### [What the exercise asks]
Please say whether each statement below agrees with the comment thread on answering questions with LLM output, giving yes or no and the words of the thread that decide it. (a) The commenter downvoted on reddit recalls a question like "Who is the CEO of Facebook?" (b) A commenter calls an RTFM response rude. (c) The thread says a moderately sized LLM using tools can write transcripts simulating a much larger and smarter LLM.

### [Excerpt provided]
▼

Today there might be people who can't extract enough juice from LLMs, so it is not entirely useless to say "I was able to extract this info from a LLM, because I am good at it and you seem to struggle", instead of throwing "just ask Claude!".

3 comments

In my experience slopbombers are inevitably the worst llm users-- returning a pile of hallucinations because they use some polluted context, don't know how to ask the LLM to double check it (aren't running in an environment where the llm can tool call to check facts or run a test), haven't directed it to write a simple and to the point response, and/or are using some ulraglzing sycophantic chat interface.
This is not my experience at all. Getting a LMGTFY or an RTFM response really did mean that your question was easily answered by Google or the "fine" manual. It wasn't rude, it was an education, even a confidence boost saying, "you can figure this out, I believe in you!"
I was once downvoted to oblivion in reddit for answering a question with "If you asked google instead of reddit, you will already have the answer". I remember the question being something like "Who is the CEO of Facebook?". The logic of the downvoting was that some people don't trust Google answers, or don't know how to ask so they can't tell in advance if some question is for Google or needs a human.

IMO they were right, I changed my approach to those kind of questions, and since that I try to answer like "A quick search in Google says that the CEO is Mark Zuckerberg (link to the search)". In StackOverflow I tried to go "As it says in the <a href='manual.html#section'>manual</a>, the params for that function are A, B and C, blah, blah...", so a mild RTFM. And now I do the same quoting the LLM paragraph that gave me the key info. It is like you say "this is how you can figure it out on your own the next time", and feels less aggressive than "go figure that on your own".

Ok, I guess we are talking about different eras here. I was a n00b being told to RTFM before reddit even existed
Except 99% of the time they are asking it's because they explicitly need a real opinion or the info couldn't be found via LLMs. But instead of giving an "I don't know", they paste back an wall of text with an incorrect answer that the sender hasn't even read or verified to be true.

At least with "I don't know" the asker can move on to someone who might know faster.

It reminds me of how LLM hallucination is attributed to "I don't know" being underrepresented in training data, and it being a better strategy to guess on evaluations rather than admit not knowing.

Different reward function, but the same behaviour emerges.

We'll see that improve as people move onto synthetic training data-- something now possible that we have sufficiently smart LLMs to create enough of it.

The idea is that you generate fake llm transcripts using your classical training data. E.g. look at some training data, generate q/a transcripts. Generate radom questions, RAG against your whole dataset and look for relevant stuff, if there is nothing there, train a "I don't know." reply.

A moderately sized LLM operating some tools to access more information behind the scenes, perform tests and correct its own errors can write transcripts simulating a much larger and smarter llm.

▲

### [Information shown]

▼

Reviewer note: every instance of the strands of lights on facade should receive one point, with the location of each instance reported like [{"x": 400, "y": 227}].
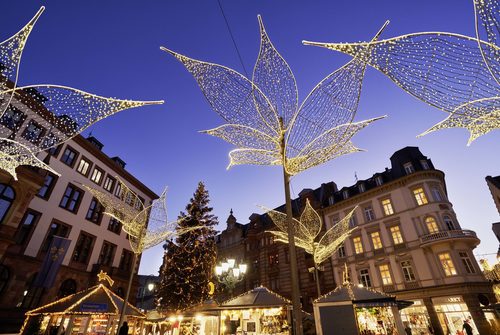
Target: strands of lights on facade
[{"x": 454, "y": 73}]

▲

### [Answer area]
(a) Yes: "I remember the question being something like "Who is the CEO of Facebook?"."
(b) No: "It wasn't rude, it was an education, even a confidence boost"
(c) Yes: "A moderately sized LLM operating some tools to access more information behind the scenes, perform tests and correct its own errors can write transcripts simulating a much larger and smarter llm."